→ PROBLEMS AND TASKS
A – Answer these from the pandas notebook, one line each:
(i) Which function does it say reads data from a CSV file and creates a DataFrame?
(ii) In the merge() code, which column do df1 and df2 have in common?
(iii) What value is given for aggfunc in the pivot_table() code?
B – In the pandas notebook, shorten the paragraph that begins "Ans - To re-index the DataFrame" into a single concise sentence that keeps its main facts.
C – Resume the pandas notebook at the point where it stops.

→ EXCERPT PROVIDED
▽
Q 1 List any five functions of the pandas library with execution.

Ans - Sure! Here are five functions from the pandas library along with their execution examples:

(1) read_csv(): This function is used to read data from a CSV file and create a DataFrame.

In [None]:
import pandas as pd

# Reading data from a CSV file and creating a DataFrame
df = pd.read_csv('data.csv')

# Print the first few rows of the DataFrame
print(df.head())


(2) groupby(): This function is used to group data based on one or more columns and perform aggregate operations on the groups.

In [None]:
import pandas as pd

# Assuming df is a DataFrame containing 'Name', 'Age', and 'Score' columns

# Group data by 'Age' and calculate the average 'Score' for each age group
grouped_df = df.groupby('Age')['Score'].mean()

# Print the result
print(grouped_df)


(3) merge(): This function is used to merge two DataFrames based on a common key or index.

In [None]:
import pandas as pd

# Assuming df1 and df2 are two DataFrames with a common column 'ID'

# Merge the DataFrames on the 'ID' column
merged_df = pd.merge(df1, df2, on='ID')

# Print the merged DataFrame
print(merged_df)


(4) pivot_table(): This function is used to create a pivot table from a DataFrame

In [None]:
import pandas as pd

# Assuming df is a DataFrame containing 'Name', 'Age', 'Score', and 'Grade' columns

# Create a pivot table with 'Age' as rows, 'Grade' as columns, and 'Score' as values
pivot_table = df.pivot_table(index='Age', columns='Grade', values='Score', aggfunc='mean')

# Print the pivot table
print(pivot_table)


(5) drop_duplicates(): This function is used to remove duplicate rows from a DataFrame.

In [None]:
import pandas as pd

# Assuming df is a DataFrame with possible duplicate rows

# Drop duplicate rows based on all columns
deduplicated_df = df.drop_duplicates()

# Print the DataFrame after removing duplicates
print(deduplicated_df)


Q 2 Given a Pandas DataFrame df with columns 'A', "B', and 'C',write a Python function to re-index the DataFrame with a new index that starts from 1 and increments by 2 for each row.

Ans - To re-index the DataFrame with a new index that starts from 1 and increments by 2 for each row, you can use the reset_index() function in pandas along with some additional steps. Here's a Python function that achieves this:

In [3]:
import pandas as pd

def reindex_dataframe(df):
    # Reset the existing index to default integer index
    df_reset = df.reset_index(drop=True)
△
→ AVAILABLE DATA
▽
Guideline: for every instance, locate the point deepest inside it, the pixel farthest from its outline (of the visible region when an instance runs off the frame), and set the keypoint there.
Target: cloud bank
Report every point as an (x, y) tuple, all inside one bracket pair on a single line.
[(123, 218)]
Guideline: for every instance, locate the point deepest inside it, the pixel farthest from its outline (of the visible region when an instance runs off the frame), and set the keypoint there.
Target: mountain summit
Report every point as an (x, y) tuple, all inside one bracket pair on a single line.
△
→ EXERCISE ANSWERS
A –
(i) read_csv()
(ii) 'ID'
(iii) 'mean'

B – A function that uses pandas' reset_index() plus a few extra steps gives the DataFrame a new index that starts at 1 and rises by 2 for each row.

C –
    # Create a new index starting from 1 and incrementing by 2 for each row
    new_index = pd.Series(range(1, len(df_reset)*2, 2))

    # Assign the new index to the DataFrame
    df_reset['new_index'] = new_index

    # Set the new index as the index of the DataFrame
    df_reset.set_index('new_index', inplace=True)

    return df_reset

# Example DataFrame with columns 'A', 'B', and 'C'
data = {
    'A': [10, 20, 30, 40],
    'B': [100, 200, 300, 400],
    'C': [1000, 2000, 3000, 4000]
}
df = pd.DataFrame(data)

# Call the reindex_dataframe function and print the result
df_reindexed = reindex_dataframe(df)
print(df_reindexed)


            A    B     C
new_index               
1          10  100  1000
3          20  200  2000
5          30  300  3000
7          40  400  4000


In this function, we first reset the existing index of the DataFrame using reset_index(drop=True), which creates a default integer index starting from 0. Then, we create a new index using pd.Series(range(1, len(df_reset)*2, 2)), which generates a Series of numbers starting from 1 and incrementing by 2 for each row.

Next, we add the new index as a new column to the DataFrame (df_reset['new_index'] = new_index) and set it as the index of the DataFrame using df_reset.set_index('new_index', inplace=True).

The final result is the DataFrame with the new index starting from 1 and incremented by 2 for each row.

Q 3 You have a Pandas DataFrame df with a column named 'Values'. Write a Python function that iterates over the DataFrame and calculates the sum of the first three values in the 'Values' column. The function should print the sum to the console.

Ans - You can achieve this without explicitly iterating over the DataFrame using the pandas built-in functions. The pandas library provides vectorized operations, which are generally more efficient and faster than explicit iteration. Here's how you can calculate the sum of the first three values in the 'Values' column without explicit iteration:

In [4]:
import pandas as pd

def calculate_sum_of_first_three(df):
    # Calculate the sum of the first three values in the 'Values' column
    sum_first_three = df['Values'].head(3).sum()

    # Print the sum to the console
    print("Sum of the first three values:", sum_first_three)

# Example DataFrame with a 'Values' column
data = {
    'Values': [10, 20, 30, 40, 50]
}
df = pd.DataFrame(data)

# Call the calculate_sum_of_first_three function
calculate_sum_of_first_three(df)


Sum of the first three values: 60


In this function, we use the pandas head(3) method to select the first three rows from the 'Values' column and then use the .sum() method to calculate their sum. This approach is more concise, efficient, and idiomatic in pandas, avoiding the need for explicit iteration.






Q 4 Given a Pandas DataFrame df with a column 'Text', write a Python function to create a new column 'Word_Count' that contains the number of words in each row of the 'Text' column.

In [None]:
import pandas as pd
import re

def count_words(text):
    words = re.findall(r'\w+', text)
    return len(words)

def add_word_count_column(df):
    df['Word_Count'] = df['Text'].apply(count_words)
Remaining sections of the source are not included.